DATA LISTING |
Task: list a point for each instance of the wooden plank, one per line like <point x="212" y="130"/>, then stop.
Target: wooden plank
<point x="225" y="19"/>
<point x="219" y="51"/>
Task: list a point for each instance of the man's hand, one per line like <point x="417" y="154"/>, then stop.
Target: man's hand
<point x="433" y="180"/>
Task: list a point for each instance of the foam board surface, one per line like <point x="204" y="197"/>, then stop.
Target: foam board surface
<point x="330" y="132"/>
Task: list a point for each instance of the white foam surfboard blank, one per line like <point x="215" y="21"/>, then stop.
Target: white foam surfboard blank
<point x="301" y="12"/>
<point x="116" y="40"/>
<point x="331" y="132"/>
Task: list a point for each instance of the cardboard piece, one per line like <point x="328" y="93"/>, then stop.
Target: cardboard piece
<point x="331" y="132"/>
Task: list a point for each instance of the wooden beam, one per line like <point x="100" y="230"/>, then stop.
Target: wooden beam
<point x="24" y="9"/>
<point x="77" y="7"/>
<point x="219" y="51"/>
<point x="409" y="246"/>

==

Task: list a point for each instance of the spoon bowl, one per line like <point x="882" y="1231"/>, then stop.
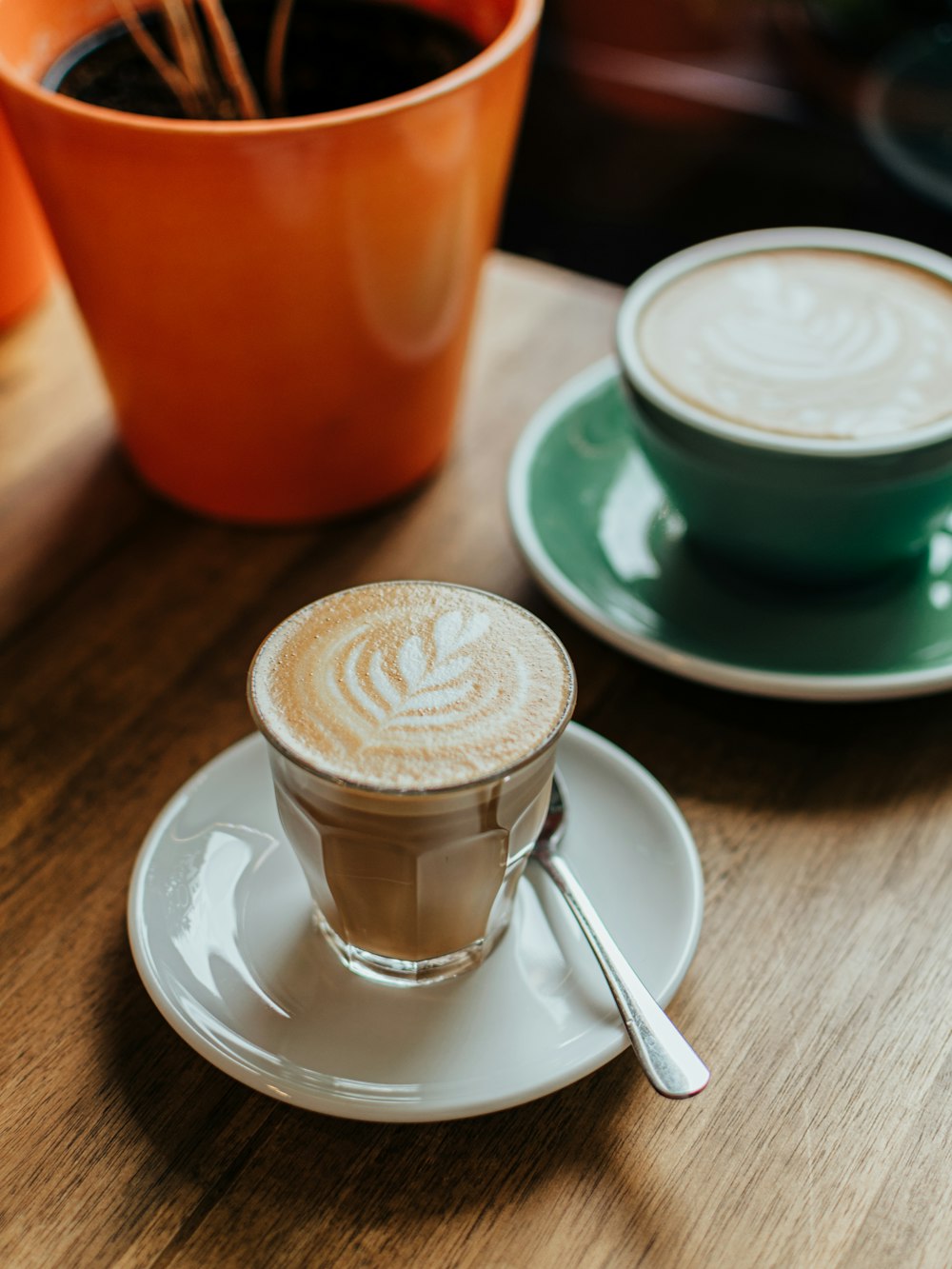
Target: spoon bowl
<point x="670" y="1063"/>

---

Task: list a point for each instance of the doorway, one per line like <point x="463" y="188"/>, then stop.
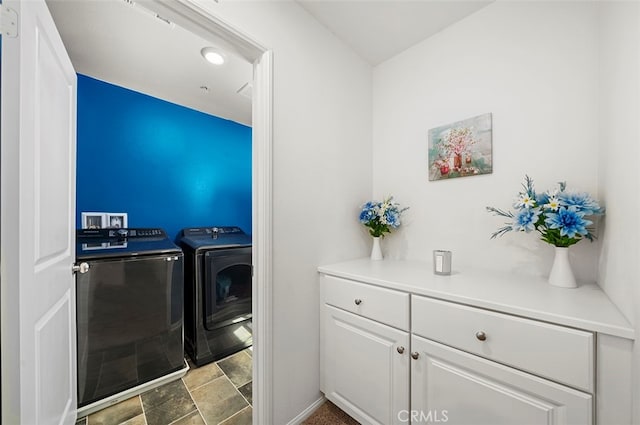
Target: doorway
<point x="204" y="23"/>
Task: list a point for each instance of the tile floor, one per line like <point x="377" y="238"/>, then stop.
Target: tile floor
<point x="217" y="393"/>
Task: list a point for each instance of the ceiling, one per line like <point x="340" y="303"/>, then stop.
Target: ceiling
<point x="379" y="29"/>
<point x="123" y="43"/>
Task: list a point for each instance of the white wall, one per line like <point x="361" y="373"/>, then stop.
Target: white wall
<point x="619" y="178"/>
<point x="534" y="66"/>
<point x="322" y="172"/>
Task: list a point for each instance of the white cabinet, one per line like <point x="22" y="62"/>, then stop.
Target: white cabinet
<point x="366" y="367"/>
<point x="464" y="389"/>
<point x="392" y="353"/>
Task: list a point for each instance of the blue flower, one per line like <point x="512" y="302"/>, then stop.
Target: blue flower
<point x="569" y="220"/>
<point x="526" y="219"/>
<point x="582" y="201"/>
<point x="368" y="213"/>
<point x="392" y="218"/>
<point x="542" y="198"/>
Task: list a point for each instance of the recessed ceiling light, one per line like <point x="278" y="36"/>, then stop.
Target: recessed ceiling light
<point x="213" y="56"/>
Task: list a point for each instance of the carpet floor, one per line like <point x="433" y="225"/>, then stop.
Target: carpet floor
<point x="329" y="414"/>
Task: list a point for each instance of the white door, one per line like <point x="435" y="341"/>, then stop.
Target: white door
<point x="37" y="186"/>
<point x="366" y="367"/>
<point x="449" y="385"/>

WHAT YOU WILL DO |
With the line holding "Task: list a point for each instance of the ceiling, one" as the first and the line holding "white cabinet, one" as the last, please transcribe exactly the lines of the material above in that range and nothing else.

SOLUTION |
Task: list a point for each instance of the ceiling, one per line like <point x="340" y="303"/>, then stop.
Target: ceiling
<point x="379" y="29"/>
<point x="123" y="43"/>
Task: list a point for each instance of the white wall, one per line like <point x="361" y="373"/>, then stop.
Target: white wall
<point x="619" y="178"/>
<point x="534" y="66"/>
<point x="322" y="172"/>
Task: list a point for each instance of the white cabinet, one per line like <point x="22" y="62"/>, then stop.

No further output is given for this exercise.